* [Given problem 1]: In the signature loan article, update the stretch from "What is a personal" through "due to default." by replacing "promissory note" with "loan agreement".

* [Passage given]:
****************

Personal Signature Loan: Is It Different From a Personal Loan?
A personal signature loan is a relatively common type of loan, but is it the right option for you?
Contributing Writer at Tally
October 25, 2022
You have a wide range of lending options when the need for cash strikes, including various personal loans and lines of credit. One such loan that may seem enticing is the personal signature loan because it doesn’t require collateral.
But is a personal signature loan really worth it, and how does it compare to a standard personal loan? We explain this and more about personal signature loans below.
What is a personal signature loan?
A personal signature loan, or simply a signature loan, is a personal loan you get from a financial institution — e.g., a bank, lender, or credit union. All you give the institution in return is a signature on a promissory note. The financial institution won’t put liens on any collateral for this loan, making recovering the loan balance difficult if you default.
This is sometimes referred to as an unsecured loan.
What’s the difference between a personal loan and a personal signature loan?
A personal signature loan and a personal loan share many similarities, as they are both personal loans. However, there’s one key differentiator: a personal loan can be either an unsecured or secured loan. The latter means there’s collateral the lender can take and liquidate to recoup any lost money due to default.
This collateral could be a car, business, home or any other sellable property with equity.
On the other hand, a signature loan is always an unsecured personal loan based on good faith. This type of loan is riskier for lenders.
What credit score do I need to get a personal signature loan?
There’s no hard rule on the credit score you need to get a personal signature loan, but most lenders will set their minimum credit score requirement at 580.
Some lenders will approve you if your score is as low as 300, but this loan typically includes a high origination fee and interest rate. The lower your credit score is, the riskier you’re seen to be, and the higher the fees and annual percentage rate (APR) typically are.

****************

Dataset entries:
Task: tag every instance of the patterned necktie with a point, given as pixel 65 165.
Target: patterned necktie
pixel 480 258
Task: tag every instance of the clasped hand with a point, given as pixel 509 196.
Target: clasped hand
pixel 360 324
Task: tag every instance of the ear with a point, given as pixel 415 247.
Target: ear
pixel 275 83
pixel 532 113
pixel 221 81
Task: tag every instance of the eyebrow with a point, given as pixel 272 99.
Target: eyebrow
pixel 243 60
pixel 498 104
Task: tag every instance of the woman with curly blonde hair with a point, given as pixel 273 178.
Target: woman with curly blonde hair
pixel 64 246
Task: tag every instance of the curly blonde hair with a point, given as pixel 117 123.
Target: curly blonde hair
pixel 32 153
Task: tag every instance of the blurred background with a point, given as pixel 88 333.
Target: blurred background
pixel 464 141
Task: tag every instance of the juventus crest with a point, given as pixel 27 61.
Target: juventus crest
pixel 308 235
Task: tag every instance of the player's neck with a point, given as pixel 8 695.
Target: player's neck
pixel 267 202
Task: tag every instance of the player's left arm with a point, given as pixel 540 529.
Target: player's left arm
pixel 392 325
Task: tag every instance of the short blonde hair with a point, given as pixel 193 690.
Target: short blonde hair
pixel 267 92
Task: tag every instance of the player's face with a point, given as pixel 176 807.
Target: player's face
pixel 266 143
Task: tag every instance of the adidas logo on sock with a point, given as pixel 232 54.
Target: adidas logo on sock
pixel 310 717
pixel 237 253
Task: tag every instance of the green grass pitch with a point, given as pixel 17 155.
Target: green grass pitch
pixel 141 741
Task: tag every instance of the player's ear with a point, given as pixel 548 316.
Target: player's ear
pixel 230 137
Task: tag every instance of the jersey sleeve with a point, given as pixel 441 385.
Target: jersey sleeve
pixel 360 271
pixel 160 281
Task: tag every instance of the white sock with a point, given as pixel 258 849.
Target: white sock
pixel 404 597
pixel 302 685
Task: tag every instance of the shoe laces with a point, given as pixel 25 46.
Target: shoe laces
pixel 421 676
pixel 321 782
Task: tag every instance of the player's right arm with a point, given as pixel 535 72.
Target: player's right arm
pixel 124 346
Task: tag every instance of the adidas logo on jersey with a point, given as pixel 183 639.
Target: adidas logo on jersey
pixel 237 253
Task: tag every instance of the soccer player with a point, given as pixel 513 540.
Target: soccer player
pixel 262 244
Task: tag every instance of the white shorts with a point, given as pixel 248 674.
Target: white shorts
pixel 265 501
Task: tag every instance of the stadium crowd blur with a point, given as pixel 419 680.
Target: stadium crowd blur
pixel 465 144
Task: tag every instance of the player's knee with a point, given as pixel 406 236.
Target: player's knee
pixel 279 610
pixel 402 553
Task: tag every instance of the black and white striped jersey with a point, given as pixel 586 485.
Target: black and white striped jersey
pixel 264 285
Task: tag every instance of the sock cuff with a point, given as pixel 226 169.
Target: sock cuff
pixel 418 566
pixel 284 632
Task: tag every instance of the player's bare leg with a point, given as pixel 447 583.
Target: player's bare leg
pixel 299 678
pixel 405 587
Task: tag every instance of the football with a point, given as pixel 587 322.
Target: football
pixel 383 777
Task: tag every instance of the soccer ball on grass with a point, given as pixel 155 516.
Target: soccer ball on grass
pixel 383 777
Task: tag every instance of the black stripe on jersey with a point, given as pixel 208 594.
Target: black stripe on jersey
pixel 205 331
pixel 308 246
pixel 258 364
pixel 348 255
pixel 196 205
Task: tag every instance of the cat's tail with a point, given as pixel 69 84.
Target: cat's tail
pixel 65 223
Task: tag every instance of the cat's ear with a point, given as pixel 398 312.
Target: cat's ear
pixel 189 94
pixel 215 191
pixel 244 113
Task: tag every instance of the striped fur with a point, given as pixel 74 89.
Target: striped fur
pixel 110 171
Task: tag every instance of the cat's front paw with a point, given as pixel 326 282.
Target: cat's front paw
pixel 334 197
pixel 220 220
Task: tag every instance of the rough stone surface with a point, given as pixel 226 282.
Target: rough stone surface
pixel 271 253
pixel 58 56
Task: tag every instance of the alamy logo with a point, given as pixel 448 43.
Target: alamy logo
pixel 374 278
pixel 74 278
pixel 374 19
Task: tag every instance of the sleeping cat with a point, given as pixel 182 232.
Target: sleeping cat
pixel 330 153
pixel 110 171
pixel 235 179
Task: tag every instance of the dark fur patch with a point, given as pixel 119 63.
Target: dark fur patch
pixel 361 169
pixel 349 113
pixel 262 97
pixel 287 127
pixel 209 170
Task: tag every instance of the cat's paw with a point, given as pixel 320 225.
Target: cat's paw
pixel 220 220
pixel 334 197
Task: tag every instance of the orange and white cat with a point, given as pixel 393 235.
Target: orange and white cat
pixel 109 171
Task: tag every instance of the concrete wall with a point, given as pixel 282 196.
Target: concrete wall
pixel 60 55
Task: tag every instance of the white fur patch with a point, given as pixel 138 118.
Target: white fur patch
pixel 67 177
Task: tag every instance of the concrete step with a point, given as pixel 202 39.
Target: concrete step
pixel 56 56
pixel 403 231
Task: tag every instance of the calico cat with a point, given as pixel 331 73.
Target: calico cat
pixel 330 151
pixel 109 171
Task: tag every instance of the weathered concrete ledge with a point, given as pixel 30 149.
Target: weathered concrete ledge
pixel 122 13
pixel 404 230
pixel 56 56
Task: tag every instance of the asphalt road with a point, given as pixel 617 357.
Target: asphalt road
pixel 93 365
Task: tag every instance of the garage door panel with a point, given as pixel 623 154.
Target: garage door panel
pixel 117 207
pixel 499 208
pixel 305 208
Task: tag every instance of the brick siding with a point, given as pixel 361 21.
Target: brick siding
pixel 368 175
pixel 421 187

****************

* [Given problem 2]: Return the stretch of the listing from its first line through the line containing "pixel 230 137", reproducing each line character for character.

* [Task output 1]:
What is a personal signature loan?
A personal signature loan, or simply a signature loan, is a personal loan you get from a financial institution — e.g., a bank, lender, or credit union. All you give the institution in return is a signature on a loan agreement. The financial institution won’t put liens on any collateral for this loan, making recovering the loan balance difficult if you default.
This is sometimes referred to as an unsecured loan.
What’s the difference between a personal loan and a personal signature loan?
A personal signature loan and a personal loan share many similarities, as they are both personal loans. However, there’s one key differentiator: a personal loan can be either an unsecured or secured loan. The latter means there’s collateral the lender can take and liquidate to recoup any lost money due to default.

* [Task output 2]:
Task: tag every instance of the patterned necktie with a point, given as pixel 65 165.
Target: patterned necktie
pixel 480 258
Task: tag every instance of the clasped hand with a point, given as pixel 509 196.
Target: clasped hand
pixel 360 324
Task: tag every instance of the ear with a point, given as pixel 415 247.
Target: ear
pixel 275 83
pixel 532 113
pixel 221 81
Task: tag every instance of the eyebrow with a point, given as pixel 272 99.
Target: eyebrow
pixel 243 60
pixel 498 104
Task: tag every instance of the woman with curly blonde hair with a point, given as pixel 273 178.
Target: woman with curly blonde hair
pixel 64 246
Task: tag every instance of the curly blonde hair with a point, given as pixel 117 123.
Target: curly blonde hair
pixel 32 153
Task: tag every instance of the blurred background with a point, given as pixel 88 333.
Target: blurred background
pixel 464 141
Task: tag every instance of the juventus crest with a point, given as pixel 27 61.
Target: juventus crest
pixel 308 235
Task: tag every instance of the player's neck with a point, given as pixel 8 695.
Target: player's neck
pixel 267 202
Task: tag every instance of the player's left arm with a point, given as pixel 540 529.
Target: player's left arm
pixel 392 325
Task: tag every instance of the short blonde hair with a point, given as pixel 193 690.
Target: short blonde hair
pixel 267 92
Task: tag every instance of the player's face with a point, given as pixel 176 807.
Target: player's face
pixel 266 143
Task: tag every instance of the adidas logo on sock with a point, given as pixel 232 54.
Target: adidas logo on sock
pixel 310 717
pixel 237 253
Task: tag every instance of the green grass pitch with a point, given as pixel 17 155.
Target: green grass pitch
pixel 141 741
Task: tag every instance of the player's ear with a point, given as pixel 548 316.
Target: player's ear
pixel 230 137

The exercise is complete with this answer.